TASK REQUIREMENTS> Pull out every line below that contains the word "Query". Upper and lower case must match.

# start of SUPPLIED RECORDS

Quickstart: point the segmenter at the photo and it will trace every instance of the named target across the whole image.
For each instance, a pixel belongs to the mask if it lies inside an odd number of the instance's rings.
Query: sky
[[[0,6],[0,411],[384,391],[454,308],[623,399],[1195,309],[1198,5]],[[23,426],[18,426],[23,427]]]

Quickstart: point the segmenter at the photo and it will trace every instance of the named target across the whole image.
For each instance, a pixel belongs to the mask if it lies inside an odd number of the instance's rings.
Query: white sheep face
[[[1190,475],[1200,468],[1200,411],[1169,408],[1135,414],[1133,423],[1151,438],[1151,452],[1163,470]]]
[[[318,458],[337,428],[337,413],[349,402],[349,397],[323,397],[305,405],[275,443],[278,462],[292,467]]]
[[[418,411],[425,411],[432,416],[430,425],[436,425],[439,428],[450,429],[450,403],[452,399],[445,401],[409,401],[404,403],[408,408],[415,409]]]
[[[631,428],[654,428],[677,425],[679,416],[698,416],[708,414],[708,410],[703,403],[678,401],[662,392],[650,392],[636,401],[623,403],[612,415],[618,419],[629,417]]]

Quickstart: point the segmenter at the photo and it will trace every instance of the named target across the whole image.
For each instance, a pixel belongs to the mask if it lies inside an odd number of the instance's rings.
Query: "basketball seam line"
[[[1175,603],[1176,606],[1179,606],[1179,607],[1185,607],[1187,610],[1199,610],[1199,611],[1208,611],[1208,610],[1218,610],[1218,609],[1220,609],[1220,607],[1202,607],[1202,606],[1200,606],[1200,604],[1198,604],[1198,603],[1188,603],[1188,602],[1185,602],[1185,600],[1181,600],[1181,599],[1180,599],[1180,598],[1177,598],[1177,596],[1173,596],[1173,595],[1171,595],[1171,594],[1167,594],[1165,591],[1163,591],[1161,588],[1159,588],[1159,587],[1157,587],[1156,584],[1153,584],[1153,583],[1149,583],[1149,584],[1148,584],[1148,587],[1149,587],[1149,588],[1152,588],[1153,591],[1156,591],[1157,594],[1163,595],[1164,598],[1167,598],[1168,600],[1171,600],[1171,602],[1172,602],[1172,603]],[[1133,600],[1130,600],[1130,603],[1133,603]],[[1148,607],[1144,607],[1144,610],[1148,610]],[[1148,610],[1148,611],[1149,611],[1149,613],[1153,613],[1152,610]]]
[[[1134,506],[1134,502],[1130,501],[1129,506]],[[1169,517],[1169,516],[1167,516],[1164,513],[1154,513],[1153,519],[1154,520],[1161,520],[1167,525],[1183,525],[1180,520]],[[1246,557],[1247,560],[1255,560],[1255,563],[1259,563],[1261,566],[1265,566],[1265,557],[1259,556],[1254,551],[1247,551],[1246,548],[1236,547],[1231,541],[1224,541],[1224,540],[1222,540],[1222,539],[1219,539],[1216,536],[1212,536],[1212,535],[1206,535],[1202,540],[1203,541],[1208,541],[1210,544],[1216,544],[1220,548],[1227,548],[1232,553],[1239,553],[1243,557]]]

# end of SUPPLIED RECORDS

EXPECTED OUTPUT>
Query: sky
Query: white sheep face
Query: "basketball seam line"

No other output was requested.